**TEXT TO READ**
<<<<

Computation related options #

• --max-cpu <INTEGER>: OBITools can take advantage of your computer’s multi-core architecture by parallelizing the computation across all available CPUs. Computing on more CPUs usually requires more memory to perform the computation. Reducing the number of CPUs used to perform a calculation is also a way to indirectly control the amount of memory used by the process. The number of CPUs used by OBITools can also be controlled by setting the OBIMAXCPU environment variable.
• --force-one-cpu: forces the use of a single CPU core for parallel processing (default: false).
• --batch-size <INTEGER>: minimum number of sequences per batch for parallel processing (floor, default: 1, env: OBIBATCHSIZE)
• --batch-size-max <INTEGER>: maximum number of sequences per batch for parallel processing (ceiling, default: 2000, env: OBIBATCHSIZEMAX)
• --batch-mem <STRING>: maximum memory per batch (e.g. 128K, 64M, 1G; default: 128M; set to 0 to disable, env: OBIBATCHMEM)

Debug related options #

• --debug: enables debug mode, by setting log level to debug (default: false, env: OBIDEBUG)
• --pprof: enables pprof server. Look at the log for details. (default: false).
• --pprof-mutex <INTEGER>: enables profiling of mutex lock. (default: 10, env: OBIPPROFMUTEX)
• --pprof-goroutine <INTEGER>: enables profiling of goroutine blocking profile. (default: 6060, env: OBIPPROFGOROUTINE)

Examples #

Join using a cross-attribute key (different column names in primary and secondary):

The file input.fasta has sequences annotated with a sample attribute (values S1–S4). The file well_metadata.csv stores the same sample identifiers under the column name well. The flag --by sample=well tells obijoin to match the primary’s sample value against the secondary’s well column, bridging the naming difference without requiring any preprocessing.

>>>>

**EXERCISE TASKS**
- 1) According to the OBITools options text, what is the default maximum memory per batch?
- 2) Pick up the OBITools options text after its last sentence and continue it.
The records are separate material and have no connection to the OBITools options text.

**PROVIDED INFORMATION**

<<<<

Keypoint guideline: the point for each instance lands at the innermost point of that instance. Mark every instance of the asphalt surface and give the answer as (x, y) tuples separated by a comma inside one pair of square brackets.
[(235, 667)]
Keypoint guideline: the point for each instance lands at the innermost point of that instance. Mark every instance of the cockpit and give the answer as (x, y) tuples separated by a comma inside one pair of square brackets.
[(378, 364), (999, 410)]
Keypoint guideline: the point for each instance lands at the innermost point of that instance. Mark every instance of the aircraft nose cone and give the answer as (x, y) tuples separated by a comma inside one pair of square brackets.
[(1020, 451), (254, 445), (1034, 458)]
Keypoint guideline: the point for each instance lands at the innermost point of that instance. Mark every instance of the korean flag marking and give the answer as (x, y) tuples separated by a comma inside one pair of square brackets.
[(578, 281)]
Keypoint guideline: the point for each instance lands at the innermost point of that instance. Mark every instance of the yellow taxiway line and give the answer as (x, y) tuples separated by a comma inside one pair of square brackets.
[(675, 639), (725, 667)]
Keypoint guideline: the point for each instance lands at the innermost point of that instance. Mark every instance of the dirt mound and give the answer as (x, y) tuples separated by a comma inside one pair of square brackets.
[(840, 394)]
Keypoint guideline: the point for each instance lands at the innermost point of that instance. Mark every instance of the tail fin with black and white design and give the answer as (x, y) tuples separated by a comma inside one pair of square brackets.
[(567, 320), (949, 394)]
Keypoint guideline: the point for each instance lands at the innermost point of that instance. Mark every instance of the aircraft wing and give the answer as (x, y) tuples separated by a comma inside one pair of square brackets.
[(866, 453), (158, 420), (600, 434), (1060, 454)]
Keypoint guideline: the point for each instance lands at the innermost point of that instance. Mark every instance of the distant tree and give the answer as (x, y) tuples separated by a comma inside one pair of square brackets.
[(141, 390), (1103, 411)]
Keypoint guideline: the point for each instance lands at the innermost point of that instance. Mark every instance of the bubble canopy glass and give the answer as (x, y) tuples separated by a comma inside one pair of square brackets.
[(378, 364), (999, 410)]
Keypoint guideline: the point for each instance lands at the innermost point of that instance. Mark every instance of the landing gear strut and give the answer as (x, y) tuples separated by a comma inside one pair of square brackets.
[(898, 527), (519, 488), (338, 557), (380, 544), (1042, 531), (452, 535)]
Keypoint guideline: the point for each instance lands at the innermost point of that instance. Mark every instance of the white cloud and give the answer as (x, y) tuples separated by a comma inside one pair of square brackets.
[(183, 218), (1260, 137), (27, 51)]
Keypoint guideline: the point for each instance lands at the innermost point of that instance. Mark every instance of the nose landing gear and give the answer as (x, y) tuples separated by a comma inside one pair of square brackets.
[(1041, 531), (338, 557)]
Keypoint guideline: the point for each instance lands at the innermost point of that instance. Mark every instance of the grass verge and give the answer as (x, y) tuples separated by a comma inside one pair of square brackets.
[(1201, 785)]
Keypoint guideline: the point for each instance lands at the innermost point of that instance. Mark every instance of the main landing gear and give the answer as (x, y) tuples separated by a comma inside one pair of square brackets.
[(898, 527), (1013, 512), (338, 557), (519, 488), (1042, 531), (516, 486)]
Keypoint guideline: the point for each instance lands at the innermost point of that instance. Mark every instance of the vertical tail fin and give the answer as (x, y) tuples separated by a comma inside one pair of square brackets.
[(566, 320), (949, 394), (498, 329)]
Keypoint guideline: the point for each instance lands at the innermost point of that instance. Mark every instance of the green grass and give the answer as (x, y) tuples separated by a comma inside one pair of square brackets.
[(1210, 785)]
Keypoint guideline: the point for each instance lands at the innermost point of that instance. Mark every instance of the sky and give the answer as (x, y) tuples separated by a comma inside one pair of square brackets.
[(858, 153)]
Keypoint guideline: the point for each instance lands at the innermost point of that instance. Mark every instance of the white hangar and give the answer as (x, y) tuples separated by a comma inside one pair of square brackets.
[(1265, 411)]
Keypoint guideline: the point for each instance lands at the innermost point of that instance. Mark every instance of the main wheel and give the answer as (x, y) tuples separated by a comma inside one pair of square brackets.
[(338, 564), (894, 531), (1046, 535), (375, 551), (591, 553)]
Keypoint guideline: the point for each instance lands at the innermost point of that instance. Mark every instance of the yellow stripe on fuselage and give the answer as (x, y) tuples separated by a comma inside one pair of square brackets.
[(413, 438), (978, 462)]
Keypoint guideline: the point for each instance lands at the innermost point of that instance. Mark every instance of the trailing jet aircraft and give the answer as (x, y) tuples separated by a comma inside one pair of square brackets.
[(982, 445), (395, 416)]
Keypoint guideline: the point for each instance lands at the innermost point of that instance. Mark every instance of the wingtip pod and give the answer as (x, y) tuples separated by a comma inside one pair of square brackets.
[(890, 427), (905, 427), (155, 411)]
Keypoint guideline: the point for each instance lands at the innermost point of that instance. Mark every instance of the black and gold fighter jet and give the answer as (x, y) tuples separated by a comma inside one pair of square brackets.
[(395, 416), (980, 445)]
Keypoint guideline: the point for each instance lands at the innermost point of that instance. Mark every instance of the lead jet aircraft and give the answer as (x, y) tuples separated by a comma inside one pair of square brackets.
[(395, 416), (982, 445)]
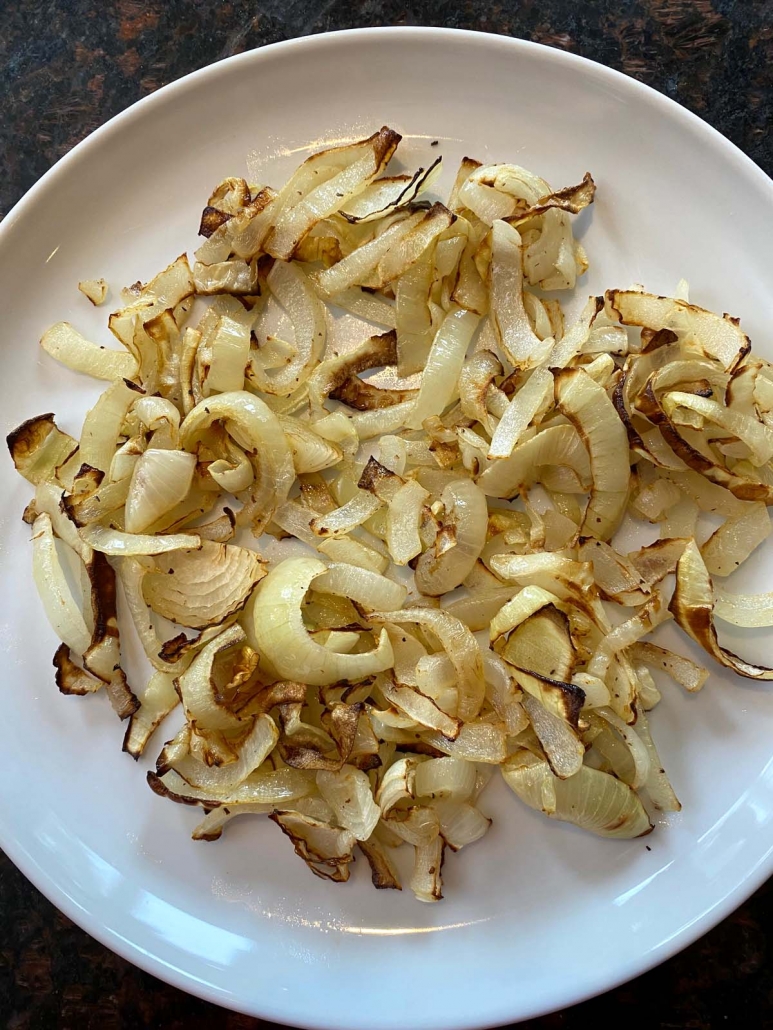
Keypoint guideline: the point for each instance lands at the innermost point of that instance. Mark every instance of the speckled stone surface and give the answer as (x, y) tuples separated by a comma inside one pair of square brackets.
[(67, 66)]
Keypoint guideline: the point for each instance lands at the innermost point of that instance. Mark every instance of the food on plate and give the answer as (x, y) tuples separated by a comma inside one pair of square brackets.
[(370, 568)]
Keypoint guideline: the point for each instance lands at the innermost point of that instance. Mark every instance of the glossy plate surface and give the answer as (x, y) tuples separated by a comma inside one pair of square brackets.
[(538, 915)]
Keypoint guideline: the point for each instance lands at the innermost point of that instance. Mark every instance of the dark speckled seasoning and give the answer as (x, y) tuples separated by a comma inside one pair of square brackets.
[(66, 66)]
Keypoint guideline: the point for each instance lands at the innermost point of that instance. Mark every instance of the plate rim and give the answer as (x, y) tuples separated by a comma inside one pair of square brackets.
[(28, 864)]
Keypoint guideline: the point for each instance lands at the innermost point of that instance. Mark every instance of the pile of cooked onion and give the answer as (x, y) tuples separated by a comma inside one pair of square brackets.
[(494, 456)]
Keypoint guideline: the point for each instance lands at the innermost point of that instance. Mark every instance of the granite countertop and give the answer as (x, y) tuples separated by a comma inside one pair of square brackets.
[(66, 66)]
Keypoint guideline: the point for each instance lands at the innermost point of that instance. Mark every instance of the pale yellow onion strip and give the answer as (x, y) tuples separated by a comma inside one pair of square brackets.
[(557, 445), (631, 631), (348, 793), (235, 473), (637, 748), (272, 787), (197, 686), (527, 403), (310, 451), (458, 643), (160, 480), (293, 222), (403, 254), (371, 307), (466, 511), (524, 605), (257, 430), (353, 269), (461, 823), (718, 337), (587, 407), (103, 422), (591, 799), (733, 543), (276, 628), (158, 699), (293, 289), (683, 671), (474, 382), (125, 544), (340, 521), (403, 517), (354, 553), (365, 587), (253, 751), (132, 572), (692, 606), (443, 366), (750, 611), (447, 777), (383, 196), (477, 742), (755, 435), (230, 353), (372, 423), (426, 880), (560, 742), (514, 334), (658, 784), (61, 609), (65, 344), (576, 336), (421, 709)]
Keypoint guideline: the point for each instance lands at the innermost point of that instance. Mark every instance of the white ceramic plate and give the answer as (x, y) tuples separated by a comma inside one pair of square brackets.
[(538, 915)]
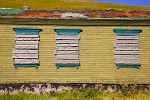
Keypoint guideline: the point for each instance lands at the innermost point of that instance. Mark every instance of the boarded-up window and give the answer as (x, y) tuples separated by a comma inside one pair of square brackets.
[(26, 52), (67, 47), (127, 48)]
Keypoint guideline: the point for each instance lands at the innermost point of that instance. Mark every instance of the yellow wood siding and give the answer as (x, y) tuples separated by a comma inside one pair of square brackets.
[(96, 57)]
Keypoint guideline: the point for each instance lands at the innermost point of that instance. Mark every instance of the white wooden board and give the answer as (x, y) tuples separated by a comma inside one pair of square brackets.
[(67, 37), (26, 61), (127, 61), (25, 56), (126, 56), (27, 42), (27, 39), (127, 41), (16, 51), (67, 41), (127, 52), (127, 37), (26, 46), (67, 52), (127, 48), (67, 57), (30, 36), (68, 45), (67, 62), (67, 48)]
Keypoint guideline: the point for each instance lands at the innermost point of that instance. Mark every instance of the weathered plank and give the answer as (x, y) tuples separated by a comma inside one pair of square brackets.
[(25, 36), (127, 41), (126, 52), (67, 41), (67, 61), (27, 42), (127, 37), (127, 61), (26, 61), (25, 56), (127, 48), (26, 46), (27, 39), (16, 51), (67, 57), (70, 37), (126, 56), (66, 52), (68, 45), (126, 45), (67, 48)]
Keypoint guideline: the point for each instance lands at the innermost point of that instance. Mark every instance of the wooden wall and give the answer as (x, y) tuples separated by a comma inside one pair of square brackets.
[(96, 57)]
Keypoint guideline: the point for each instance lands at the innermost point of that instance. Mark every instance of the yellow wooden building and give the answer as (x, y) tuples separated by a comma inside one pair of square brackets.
[(96, 51)]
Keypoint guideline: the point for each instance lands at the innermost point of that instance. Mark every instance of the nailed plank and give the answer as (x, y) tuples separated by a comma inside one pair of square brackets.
[(127, 48), (127, 41), (126, 45), (26, 36), (27, 42), (127, 37), (67, 57), (25, 56), (67, 61), (67, 41), (27, 39), (26, 46), (68, 45), (70, 37), (127, 61), (67, 52), (67, 48), (126, 56), (26, 61), (16, 51), (126, 52)]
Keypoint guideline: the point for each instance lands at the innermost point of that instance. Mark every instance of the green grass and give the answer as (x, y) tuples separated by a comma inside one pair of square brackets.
[(10, 11), (89, 94), (63, 5)]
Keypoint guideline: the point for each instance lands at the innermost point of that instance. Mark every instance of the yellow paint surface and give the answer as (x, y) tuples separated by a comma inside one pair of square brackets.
[(96, 57)]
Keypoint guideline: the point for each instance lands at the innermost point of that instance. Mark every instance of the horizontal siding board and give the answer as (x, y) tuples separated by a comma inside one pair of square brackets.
[(68, 45), (67, 37), (16, 51), (27, 42), (127, 61), (67, 48), (127, 41), (127, 48), (67, 41), (126, 52), (67, 57), (26, 46), (126, 45), (127, 37), (126, 56), (67, 62), (27, 39), (67, 52), (25, 56), (26, 61), (27, 36)]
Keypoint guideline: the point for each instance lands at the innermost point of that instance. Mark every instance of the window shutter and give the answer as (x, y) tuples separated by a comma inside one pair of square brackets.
[(127, 48), (26, 52), (67, 47)]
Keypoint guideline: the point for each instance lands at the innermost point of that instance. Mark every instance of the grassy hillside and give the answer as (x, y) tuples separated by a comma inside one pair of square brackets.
[(65, 5)]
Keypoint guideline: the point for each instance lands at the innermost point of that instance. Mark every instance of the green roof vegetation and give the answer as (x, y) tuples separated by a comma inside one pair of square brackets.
[(66, 5)]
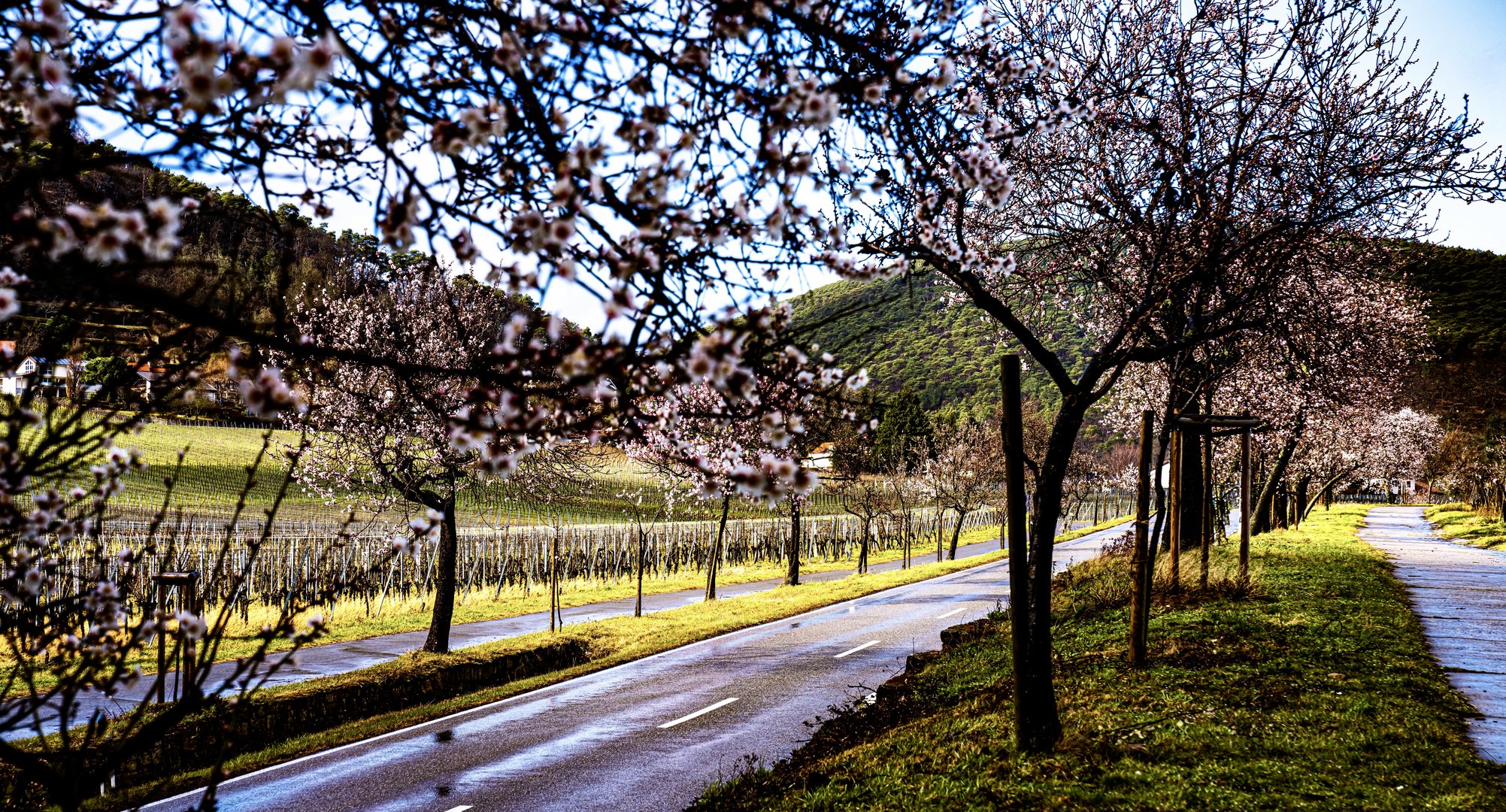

>>>>

**TASK-BY-TASK ANSWERS**
- 1) 128M

- 2)
>seq001 {"sample":"S1","barcode":"ATGC"}
ATGCATGCATGCATGCATGC
>seq002 {"sample":"S2","barcode":"GCTA"}
GCTAGCTAGCTAGCTAGCTA
>seq003 {"sample":"S3","barcode":"TTTT"}
TTTTTTTTTTTTTTTTTTTT
>seq004 {"sample":"S1","barcode":"ATGC"}
AAAAATTTTTCCCCCGGGGG
>seq005 {"sample":"S2","barcode":"GCTA"}
GGGGGAAAAATTTTTCCCCC
>seq006 {"sample":"S4","barcode":"AAAA"}
CCCCCCGGGGGTTTTTAAAAA

well,location,experiment
S1,Paris,amplicon_run1
S2,Lyon,amplicon_run2

obijoin --join-with well_metadata.csv --by sample=well -o out_crosskey.fasta input.fasta

>seq001 {"barcode":"ATGC","experiment":"amplicon_run1","location":"Paris","sample":"S1","well":"S1"}
atgcatgcatgcatgcatgc
>seq002 {"barcode":"GCTA","experiment":"amplicon_run2","location":"Lyon","sample":"S2","well":"S2"}
gctagctagctagctagcta
>seq003 {"barcode":"TTTT","sample":"S3"}
tttttttttttttttttttt
>seq004 {"barcode":"ATGC","experiment":"amplicon_run1","location":"Paris","sample":"S1","well":"S1"}
aaaaatttttcccccggggg
>seq005 {"barcode":"GCTA","experiment":"amplicon_run2","location":"Lyon","sample":"S2","well":"S2"}
gggggaaaaatttttccccc
>seq006 {"barcode":"AAAA","sample":"S4"}
ccccccgggggtttttaaaaa

Join on two keys simultaneously, then update sequence identifiers:

The file references.fasta contains two reference sequences each annotated with both sample and barcode. Using --by sample --by barcode requires both attributes to match before a join is made. Adding --update-id replaces the primary sequence’s identifier with the reference identifier, which is useful when sequence IDs need to track which reference was matched.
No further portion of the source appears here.